* Exercise description *
Transcribe all of the data exactly. Omit the pictures.

(Referring expression data)
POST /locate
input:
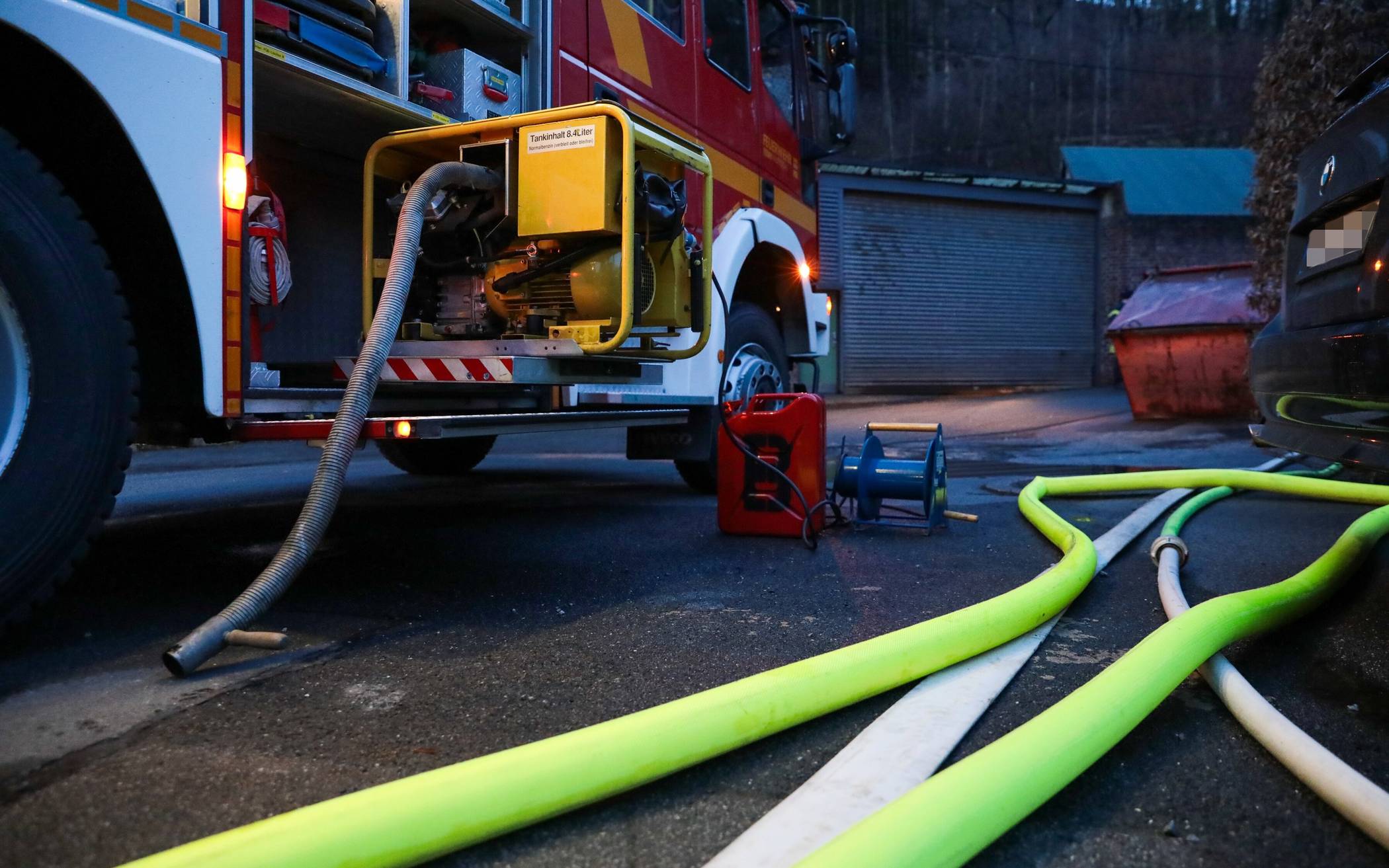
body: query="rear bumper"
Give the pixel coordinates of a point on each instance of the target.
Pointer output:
(1326, 391)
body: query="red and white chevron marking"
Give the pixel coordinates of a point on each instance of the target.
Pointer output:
(487, 370)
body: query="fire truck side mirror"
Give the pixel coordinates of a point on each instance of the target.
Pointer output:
(845, 106)
(842, 46)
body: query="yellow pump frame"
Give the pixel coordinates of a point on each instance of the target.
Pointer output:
(403, 155)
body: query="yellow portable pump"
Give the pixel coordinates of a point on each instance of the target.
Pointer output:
(585, 241)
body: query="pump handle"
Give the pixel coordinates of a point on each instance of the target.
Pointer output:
(915, 426)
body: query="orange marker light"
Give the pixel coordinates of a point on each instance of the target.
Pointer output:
(233, 181)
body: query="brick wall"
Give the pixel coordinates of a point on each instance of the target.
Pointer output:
(1112, 278)
(1173, 242)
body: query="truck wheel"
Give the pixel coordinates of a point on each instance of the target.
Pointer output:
(446, 457)
(67, 383)
(756, 364)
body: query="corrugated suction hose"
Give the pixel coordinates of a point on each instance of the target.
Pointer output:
(199, 646)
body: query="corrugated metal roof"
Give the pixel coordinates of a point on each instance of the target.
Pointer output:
(1042, 185)
(1171, 181)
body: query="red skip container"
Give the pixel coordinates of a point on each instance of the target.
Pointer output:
(786, 431)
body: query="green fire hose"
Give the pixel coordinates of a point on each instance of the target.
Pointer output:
(417, 818)
(967, 806)
(964, 807)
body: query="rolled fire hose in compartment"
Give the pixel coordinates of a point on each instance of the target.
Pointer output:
(199, 646)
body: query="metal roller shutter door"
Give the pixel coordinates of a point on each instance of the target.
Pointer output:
(945, 292)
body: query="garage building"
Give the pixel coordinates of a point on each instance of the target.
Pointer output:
(954, 281)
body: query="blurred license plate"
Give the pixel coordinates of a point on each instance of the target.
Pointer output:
(1341, 237)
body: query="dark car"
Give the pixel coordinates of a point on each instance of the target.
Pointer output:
(1320, 370)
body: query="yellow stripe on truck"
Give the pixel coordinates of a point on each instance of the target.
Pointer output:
(626, 32)
(727, 170)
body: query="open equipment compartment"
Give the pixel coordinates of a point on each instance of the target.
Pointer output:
(312, 127)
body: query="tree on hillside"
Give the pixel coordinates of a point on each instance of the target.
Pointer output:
(1002, 85)
(1323, 46)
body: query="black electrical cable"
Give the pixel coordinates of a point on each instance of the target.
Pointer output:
(809, 533)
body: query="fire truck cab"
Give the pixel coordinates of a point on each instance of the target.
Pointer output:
(196, 217)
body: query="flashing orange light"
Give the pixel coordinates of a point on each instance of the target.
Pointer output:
(233, 181)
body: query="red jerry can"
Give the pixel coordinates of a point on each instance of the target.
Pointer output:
(786, 431)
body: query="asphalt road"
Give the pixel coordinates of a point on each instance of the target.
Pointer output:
(562, 585)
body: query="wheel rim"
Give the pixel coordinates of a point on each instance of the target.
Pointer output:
(15, 379)
(752, 371)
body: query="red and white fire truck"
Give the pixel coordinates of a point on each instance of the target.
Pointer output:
(187, 249)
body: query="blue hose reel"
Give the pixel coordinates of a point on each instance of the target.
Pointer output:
(870, 478)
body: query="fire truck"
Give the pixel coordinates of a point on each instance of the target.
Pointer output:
(206, 210)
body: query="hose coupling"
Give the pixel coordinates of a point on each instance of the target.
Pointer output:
(1164, 542)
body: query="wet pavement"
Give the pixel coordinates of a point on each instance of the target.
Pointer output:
(562, 585)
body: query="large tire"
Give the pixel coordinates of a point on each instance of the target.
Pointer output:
(446, 457)
(67, 383)
(751, 333)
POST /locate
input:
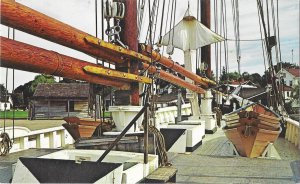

* Answer section *
POST /locate
input:
body: query="rear bumper"
Give the pixel coordinates of a point on each instance of the target.
Pointer output:
(1326, 391)
body: query="red and white chevron marking"
Give the pixel coordinates of a point on each instance of the target.
Pointer output:
(487, 370)
body: query="fire truck side mirror"
Give the pixel coordinates of a point on each instance of the target.
Pointer output:
(845, 106)
(842, 46)
body: query="yellow pump frame"
Give the pixel coordinates of a point on each instance of the target.
Pointer output:
(403, 155)
body: query="yellow portable pump"
Give the pixel coordinates of a point on each instance of the target.
Pointer output:
(585, 241)
body: query="pump handle"
Give the pixel coordinates of a point on each instance of the target.
Pointer output:
(915, 426)
body: query="orange marker light"
Give the pixel coordinates of a point on each instance of the target.
Pointer output:
(233, 181)
body: query="brick wall"
Give the pixel coordinates of a point on each instance of the target.
Pointer output:
(1112, 278)
(1173, 242)
body: query="truck wheel"
Give the pixel coordinates of a point on each instance of the target.
Pointer output:
(446, 457)
(67, 383)
(756, 364)
body: query="corrugated suction hose"
Give the pixel coordinates of a point on each instance of the target.
Pointer output:
(199, 646)
body: query="corrugated metal roof"
Give the pixel coordinates of a point on each instance of the target.
Pointer output:
(1042, 185)
(1171, 181)
body: query="red skip container"
Give the pixel coordinates of a point on each instance of the target.
Pointer output:
(786, 431)
body: query="green fire hose"
Give the pixel coordinates of a point on each instance of the target.
Pointer output:
(417, 818)
(967, 806)
(964, 807)
body: query="rolled fire hose in compartment"
Give the pixel coordinates of a point on each instance of the target.
Pointer output:
(199, 646)
body: query="metal roller shutter door"
Give the pixel coordinates of a point on each instance of the target.
Pointer output:
(945, 292)
body: query="garage building"
Give the pixel coordinates of a point on each instance of the target.
Pointer output:
(954, 281)
body: query="blurred license plate"
Give the pixel coordinates of a point on each instance of the target.
Pointer output:
(1341, 237)
body: query="dark car"
Give the pixel coordinates of a point on each instance of the target.
Pointer output:
(1320, 370)
body: query="yellow stripe on truck"
Give the pixel coordinates of a point on each instance of the target.
Pointer output:
(626, 32)
(727, 170)
body: query="open equipment compartment"
Give the pixel coordinates of a point on each instance of the target.
Pointer output:
(312, 127)
body: query="tree on hillside"
Give the pixel coordinates of a point on each instance of the target.
Pointer output:
(1002, 85)
(1323, 46)
body: query="black electrical cable"
Give the pixel coordinates of a point on each instance of the target.
Pointer output:
(809, 533)
body: query="fire truck cab"
Give the pixel coordinates of a point on each instance of the target.
Pointer output:
(196, 217)
body: query="flashing orange light"
Give the pixel coordinates of a point on each instance of the target.
Pointer output:
(233, 181)
body: query="red jerry can"
Give the pixel coordinates of a point on each instance of the target.
Pointer output:
(786, 431)
body: query="asphalt road"
Give the pixel coordinates of a point on each instance of the target.
Pointer output:
(562, 585)
body: query="wheel rim"
Give the pixel coordinates of a point on each instance of the target.
Pointer output:
(15, 379)
(752, 371)
body: query="red and white fire truck"
Give the pixel coordinates of a point on each instance of the target.
Pointer output:
(187, 249)
body: query="blue hose reel"
Give the pixel coordinates of a point on each instance of the target.
Pointer output:
(870, 478)
body: query="fire truck"
Give the pixel coordinates of a point on each instance of the target.
Pointer output:
(206, 210)
body: query="hose coupling"
Give the pixel coordinates of a point on each instance of the target.
Pointer output:
(1164, 542)
body: query="wet pavement"
Give the pixel coordinates of a point on each instance of the target.
Pointer output:
(562, 585)
body: query="large tire"
Give the pixel coordinates of a point on each instance of the target.
Pointer output:
(446, 457)
(67, 383)
(751, 333)
POST /locate
input:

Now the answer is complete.